= Records shown =
◇ ◇ ◇
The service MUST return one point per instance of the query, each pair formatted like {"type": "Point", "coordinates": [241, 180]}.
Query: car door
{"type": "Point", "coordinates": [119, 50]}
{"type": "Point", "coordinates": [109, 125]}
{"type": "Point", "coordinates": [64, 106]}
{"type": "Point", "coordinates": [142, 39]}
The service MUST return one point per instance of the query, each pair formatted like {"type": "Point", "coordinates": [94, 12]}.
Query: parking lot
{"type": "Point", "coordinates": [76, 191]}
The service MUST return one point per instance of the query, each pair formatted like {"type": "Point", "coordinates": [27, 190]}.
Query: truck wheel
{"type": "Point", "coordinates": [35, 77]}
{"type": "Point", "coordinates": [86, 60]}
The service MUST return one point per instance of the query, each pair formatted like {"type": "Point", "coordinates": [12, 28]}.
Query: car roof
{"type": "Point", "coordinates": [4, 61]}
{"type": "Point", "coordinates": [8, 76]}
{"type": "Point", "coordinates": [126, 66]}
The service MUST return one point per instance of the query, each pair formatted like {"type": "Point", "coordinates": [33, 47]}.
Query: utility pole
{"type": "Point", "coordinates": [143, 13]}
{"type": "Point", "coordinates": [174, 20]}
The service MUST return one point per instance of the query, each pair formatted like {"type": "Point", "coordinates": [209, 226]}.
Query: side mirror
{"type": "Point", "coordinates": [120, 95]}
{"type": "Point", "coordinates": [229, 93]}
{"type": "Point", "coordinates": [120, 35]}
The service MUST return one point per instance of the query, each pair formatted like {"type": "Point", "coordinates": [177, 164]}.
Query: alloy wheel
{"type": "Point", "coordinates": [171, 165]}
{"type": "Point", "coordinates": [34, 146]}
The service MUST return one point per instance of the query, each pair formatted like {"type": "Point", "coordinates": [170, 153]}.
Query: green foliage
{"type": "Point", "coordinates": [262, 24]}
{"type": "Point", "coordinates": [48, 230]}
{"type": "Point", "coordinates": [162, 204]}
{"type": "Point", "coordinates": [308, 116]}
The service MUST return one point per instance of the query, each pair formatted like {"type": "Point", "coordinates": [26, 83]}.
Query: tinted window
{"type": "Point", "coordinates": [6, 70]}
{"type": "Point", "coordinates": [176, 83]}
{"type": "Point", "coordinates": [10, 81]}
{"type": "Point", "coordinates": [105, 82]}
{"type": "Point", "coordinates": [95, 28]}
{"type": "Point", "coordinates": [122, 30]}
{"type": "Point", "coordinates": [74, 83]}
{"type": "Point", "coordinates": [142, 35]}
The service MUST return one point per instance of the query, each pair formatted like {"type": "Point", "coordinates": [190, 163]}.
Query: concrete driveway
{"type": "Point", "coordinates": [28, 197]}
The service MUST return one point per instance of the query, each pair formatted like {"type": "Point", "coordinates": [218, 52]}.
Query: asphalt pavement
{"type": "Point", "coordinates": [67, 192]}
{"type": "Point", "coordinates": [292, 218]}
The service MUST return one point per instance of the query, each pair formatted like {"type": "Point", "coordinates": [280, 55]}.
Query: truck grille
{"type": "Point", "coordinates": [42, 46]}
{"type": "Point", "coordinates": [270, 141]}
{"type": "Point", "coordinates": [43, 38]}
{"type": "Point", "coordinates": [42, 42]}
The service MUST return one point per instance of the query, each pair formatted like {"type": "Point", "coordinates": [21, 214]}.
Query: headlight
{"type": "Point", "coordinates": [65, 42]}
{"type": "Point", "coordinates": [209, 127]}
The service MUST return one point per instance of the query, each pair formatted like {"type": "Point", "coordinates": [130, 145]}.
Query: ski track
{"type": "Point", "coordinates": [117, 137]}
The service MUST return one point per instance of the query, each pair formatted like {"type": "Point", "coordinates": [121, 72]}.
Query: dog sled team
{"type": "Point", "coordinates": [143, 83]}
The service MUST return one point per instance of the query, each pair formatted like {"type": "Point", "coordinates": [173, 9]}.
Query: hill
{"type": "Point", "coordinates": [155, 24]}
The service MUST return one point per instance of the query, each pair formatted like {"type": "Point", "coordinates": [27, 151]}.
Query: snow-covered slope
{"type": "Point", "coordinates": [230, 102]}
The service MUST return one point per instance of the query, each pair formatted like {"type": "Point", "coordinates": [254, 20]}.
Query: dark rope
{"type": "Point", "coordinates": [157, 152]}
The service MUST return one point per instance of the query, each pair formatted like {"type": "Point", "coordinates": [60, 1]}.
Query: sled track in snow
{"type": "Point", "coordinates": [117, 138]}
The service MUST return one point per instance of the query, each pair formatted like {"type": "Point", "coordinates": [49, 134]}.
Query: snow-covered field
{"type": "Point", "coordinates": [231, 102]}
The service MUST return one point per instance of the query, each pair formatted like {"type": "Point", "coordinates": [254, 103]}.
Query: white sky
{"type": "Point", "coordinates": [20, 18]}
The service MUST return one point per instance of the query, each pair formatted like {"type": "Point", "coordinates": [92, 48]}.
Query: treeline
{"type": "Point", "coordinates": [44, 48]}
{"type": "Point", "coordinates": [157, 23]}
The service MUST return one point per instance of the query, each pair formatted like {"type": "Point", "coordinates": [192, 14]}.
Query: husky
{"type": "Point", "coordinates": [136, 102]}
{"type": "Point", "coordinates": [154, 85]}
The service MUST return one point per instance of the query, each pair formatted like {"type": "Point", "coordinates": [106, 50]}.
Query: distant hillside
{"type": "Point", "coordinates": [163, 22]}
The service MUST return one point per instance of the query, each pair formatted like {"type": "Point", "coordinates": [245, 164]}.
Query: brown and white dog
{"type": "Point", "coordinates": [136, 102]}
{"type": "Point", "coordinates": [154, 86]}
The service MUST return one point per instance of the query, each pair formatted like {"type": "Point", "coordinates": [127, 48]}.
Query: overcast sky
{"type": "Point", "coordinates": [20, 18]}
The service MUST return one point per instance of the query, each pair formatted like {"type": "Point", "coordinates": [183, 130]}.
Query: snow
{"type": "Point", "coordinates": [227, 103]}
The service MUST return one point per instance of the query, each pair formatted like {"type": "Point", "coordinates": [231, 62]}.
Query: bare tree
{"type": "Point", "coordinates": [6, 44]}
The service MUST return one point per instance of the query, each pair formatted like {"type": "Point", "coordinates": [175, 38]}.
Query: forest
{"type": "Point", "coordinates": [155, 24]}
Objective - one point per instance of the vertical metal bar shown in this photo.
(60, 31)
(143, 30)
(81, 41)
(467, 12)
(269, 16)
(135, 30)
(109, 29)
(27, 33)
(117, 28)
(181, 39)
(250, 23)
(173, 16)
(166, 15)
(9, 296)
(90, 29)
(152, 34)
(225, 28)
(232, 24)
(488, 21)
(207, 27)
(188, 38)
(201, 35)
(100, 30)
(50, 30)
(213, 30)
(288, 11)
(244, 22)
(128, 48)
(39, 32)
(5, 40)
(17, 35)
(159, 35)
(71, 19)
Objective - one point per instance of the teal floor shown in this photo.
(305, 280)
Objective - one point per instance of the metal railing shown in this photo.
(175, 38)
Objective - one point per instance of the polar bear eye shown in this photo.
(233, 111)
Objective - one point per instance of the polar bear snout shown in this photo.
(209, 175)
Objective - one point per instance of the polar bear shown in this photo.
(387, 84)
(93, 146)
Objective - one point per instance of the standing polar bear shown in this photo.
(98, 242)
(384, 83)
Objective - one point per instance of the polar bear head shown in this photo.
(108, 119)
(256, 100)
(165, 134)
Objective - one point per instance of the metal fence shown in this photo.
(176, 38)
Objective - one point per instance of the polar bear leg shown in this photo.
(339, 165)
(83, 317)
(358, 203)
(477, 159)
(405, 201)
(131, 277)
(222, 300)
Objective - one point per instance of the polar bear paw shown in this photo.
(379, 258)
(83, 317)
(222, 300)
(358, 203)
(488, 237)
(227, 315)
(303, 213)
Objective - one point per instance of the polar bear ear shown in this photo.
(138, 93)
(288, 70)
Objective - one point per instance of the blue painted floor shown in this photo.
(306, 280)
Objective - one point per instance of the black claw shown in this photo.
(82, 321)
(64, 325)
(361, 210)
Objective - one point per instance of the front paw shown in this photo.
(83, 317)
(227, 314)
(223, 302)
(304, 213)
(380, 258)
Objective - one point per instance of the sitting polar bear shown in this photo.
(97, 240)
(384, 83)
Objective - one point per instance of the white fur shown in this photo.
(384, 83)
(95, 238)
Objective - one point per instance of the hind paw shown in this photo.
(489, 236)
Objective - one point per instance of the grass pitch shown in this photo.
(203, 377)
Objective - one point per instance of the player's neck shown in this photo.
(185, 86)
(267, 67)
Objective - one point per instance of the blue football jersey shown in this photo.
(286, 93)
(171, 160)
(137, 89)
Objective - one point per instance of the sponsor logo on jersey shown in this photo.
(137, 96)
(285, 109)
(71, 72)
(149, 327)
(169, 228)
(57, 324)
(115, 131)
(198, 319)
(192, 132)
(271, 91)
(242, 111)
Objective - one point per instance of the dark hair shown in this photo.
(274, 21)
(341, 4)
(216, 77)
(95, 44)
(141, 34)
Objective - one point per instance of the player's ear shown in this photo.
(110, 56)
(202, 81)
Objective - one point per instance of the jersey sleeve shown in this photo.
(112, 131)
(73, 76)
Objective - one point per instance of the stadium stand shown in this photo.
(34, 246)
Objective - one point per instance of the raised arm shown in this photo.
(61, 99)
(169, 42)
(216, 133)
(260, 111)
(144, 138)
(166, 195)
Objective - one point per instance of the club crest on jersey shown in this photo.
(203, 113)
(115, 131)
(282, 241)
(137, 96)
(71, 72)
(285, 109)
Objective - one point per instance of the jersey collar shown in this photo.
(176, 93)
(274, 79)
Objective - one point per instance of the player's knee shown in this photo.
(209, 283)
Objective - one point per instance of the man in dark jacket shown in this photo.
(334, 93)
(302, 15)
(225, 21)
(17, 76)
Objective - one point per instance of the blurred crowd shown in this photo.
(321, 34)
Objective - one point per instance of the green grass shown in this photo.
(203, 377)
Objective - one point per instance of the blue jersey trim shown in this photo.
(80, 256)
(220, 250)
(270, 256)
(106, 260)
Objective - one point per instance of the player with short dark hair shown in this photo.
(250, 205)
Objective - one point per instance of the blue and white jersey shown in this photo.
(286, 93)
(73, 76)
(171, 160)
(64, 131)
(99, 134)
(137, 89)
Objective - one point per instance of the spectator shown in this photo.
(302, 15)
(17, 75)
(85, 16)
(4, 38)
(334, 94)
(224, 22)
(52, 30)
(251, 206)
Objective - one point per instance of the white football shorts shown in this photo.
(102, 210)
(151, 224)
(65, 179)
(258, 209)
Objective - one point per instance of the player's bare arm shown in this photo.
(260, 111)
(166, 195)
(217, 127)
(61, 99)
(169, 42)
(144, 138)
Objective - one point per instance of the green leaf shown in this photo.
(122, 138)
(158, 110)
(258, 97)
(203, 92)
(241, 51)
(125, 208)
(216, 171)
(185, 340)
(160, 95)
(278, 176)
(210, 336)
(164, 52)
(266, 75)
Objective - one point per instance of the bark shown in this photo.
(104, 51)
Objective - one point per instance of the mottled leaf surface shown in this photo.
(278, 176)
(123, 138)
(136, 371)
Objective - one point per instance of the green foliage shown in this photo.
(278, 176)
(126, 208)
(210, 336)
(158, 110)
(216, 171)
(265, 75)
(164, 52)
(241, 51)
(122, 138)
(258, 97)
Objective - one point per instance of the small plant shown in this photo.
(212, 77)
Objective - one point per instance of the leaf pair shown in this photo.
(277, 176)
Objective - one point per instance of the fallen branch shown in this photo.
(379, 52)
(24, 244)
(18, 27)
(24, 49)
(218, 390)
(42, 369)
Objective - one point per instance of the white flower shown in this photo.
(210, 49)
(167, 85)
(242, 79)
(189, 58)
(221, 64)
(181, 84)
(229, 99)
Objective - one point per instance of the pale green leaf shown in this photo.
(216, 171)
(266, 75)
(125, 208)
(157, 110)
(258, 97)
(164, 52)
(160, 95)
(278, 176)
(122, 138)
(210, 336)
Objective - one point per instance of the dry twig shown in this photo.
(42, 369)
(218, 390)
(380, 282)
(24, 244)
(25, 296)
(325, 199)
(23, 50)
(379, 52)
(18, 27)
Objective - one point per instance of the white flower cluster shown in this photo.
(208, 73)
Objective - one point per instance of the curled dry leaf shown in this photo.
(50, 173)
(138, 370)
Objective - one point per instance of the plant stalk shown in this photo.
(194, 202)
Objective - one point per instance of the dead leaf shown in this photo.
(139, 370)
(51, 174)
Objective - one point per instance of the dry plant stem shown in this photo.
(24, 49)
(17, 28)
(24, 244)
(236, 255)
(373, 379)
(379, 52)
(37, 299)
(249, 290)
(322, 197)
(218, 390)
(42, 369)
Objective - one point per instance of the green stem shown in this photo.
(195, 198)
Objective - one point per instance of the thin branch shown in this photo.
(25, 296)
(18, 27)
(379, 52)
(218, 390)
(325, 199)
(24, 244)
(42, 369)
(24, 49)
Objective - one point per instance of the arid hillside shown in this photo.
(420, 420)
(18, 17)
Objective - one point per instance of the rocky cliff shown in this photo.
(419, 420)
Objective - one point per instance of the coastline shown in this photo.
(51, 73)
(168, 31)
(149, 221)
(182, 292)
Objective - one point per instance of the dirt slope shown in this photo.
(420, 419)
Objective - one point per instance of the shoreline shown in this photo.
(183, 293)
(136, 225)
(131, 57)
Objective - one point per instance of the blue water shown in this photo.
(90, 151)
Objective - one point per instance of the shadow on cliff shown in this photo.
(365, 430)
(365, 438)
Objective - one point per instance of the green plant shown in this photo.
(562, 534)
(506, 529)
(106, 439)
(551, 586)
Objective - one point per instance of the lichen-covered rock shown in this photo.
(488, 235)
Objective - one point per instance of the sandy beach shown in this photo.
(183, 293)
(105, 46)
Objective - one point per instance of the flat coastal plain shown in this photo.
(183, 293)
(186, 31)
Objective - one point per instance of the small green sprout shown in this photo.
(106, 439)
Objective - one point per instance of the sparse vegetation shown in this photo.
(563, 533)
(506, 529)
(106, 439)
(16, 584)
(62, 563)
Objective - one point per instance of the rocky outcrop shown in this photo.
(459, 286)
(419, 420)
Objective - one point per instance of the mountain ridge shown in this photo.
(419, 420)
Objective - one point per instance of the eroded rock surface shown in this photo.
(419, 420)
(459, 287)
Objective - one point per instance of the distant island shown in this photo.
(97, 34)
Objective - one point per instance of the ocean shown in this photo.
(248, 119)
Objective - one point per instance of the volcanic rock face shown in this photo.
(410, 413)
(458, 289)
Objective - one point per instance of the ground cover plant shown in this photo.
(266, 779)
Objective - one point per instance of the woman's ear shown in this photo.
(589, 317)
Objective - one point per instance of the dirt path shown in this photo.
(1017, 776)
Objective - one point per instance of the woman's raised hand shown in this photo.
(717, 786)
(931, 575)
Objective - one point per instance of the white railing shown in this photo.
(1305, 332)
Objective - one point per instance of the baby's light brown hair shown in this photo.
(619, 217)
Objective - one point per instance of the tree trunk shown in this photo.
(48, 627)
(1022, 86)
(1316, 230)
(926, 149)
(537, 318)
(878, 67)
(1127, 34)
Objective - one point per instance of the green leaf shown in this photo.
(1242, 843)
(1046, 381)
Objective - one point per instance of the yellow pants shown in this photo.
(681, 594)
◇ ◇ ◇
= Problem requirements =
Each line from the one containing "Objective - one point per instance of the ocean" to the last line above must be returned exactly, and no line outside that range.

= Exercise result =
Objective - one point per instance of the ocean shown in this photo.
(248, 119)
Objective - one point per instance of the volcanic rock face shown in this photo.
(410, 413)
(458, 289)
Objective - one point per instance of the ground cover plant shown in this photo.
(266, 779)
Objective - one point per instance of the woman's ear shown in this photo.
(589, 317)
Objective - one point per instance of the dirt path shown in this photo.
(1017, 776)
Objective - one point per instance of the woman's raised hand shown in this photo.
(717, 786)
(931, 575)
Objective - one point per instance of the white railing shown in this photo.
(1305, 332)
Objective - one point per instance of the baby's light brown hair shown in this photo.
(619, 217)
Objective - one point per instance of the tree trunk shown in this photo.
(48, 627)
(1022, 86)
(1316, 230)
(926, 149)
(537, 318)
(878, 67)
(1127, 34)
Objective - one point per instance of the green leaf shown in this photo.
(1242, 843)
(1046, 381)
Objective - one point per instance of the yellow pants shown in this photo.
(681, 594)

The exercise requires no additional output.